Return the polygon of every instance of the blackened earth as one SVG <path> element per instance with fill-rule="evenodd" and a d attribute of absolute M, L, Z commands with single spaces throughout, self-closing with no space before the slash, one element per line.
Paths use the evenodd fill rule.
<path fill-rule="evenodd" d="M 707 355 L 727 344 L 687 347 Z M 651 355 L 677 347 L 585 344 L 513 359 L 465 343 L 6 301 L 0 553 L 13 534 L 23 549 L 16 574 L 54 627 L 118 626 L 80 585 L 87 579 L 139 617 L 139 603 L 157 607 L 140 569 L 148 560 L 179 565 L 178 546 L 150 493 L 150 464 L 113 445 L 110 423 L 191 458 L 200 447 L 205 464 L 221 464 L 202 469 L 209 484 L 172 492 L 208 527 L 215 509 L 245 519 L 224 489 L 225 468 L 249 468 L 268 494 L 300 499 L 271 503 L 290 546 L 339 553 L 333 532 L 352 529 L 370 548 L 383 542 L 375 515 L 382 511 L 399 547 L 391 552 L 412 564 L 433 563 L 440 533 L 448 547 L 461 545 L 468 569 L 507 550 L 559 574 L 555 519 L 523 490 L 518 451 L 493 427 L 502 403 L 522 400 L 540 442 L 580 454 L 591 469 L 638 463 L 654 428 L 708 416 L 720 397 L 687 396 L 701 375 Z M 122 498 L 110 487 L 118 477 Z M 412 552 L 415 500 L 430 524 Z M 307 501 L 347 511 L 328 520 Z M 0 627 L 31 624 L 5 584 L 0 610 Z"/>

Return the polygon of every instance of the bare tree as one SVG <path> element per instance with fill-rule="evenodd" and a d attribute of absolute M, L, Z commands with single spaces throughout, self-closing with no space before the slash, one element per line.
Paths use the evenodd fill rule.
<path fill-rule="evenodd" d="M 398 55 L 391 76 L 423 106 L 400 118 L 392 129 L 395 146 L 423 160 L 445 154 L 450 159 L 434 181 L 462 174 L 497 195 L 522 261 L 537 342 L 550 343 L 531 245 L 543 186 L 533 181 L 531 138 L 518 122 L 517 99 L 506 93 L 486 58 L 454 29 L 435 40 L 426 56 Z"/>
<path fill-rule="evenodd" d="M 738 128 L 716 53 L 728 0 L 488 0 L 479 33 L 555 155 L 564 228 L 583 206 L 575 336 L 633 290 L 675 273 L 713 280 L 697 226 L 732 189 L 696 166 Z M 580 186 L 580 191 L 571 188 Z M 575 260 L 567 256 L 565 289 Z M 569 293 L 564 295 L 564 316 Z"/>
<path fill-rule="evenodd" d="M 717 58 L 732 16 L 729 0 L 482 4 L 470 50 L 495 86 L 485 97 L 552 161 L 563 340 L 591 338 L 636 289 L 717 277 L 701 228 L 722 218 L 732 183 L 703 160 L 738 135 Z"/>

────

> [REQUIRED WORK]:
Start at the line containing "Return the polygon of every instance of the bare" and stop after the line containing "398 55 L 391". Switch "bare tree" to "leafless tree" in those lines, leaving everything else unchanged, and return only those lines.

> [THE COMPLETED TASK]:
Return the polygon of every instance of the leafless tree as one SVG <path> element per instance with fill-rule="evenodd" and a d attribute of absolute M, L, Z commands with single spaces throughout, self-closing with no space before the slash, one element per line.
Paths use the evenodd fill rule.
<path fill-rule="evenodd" d="M 398 55 L 391 76 L 423 106 L 400 118 L 392 129 L 395 146 L 423 160 L 445 154 L 450 159 L 434 181 L 462 174 L 497 195 L 522 261 L 537 342 L 550 343 L 531 245 L 543 186 L 533 181 L 531 138 L 518 122 L 517 99 L 506 93 L 486 58 L 454 29 L 435 40 L 426 56 Z"/>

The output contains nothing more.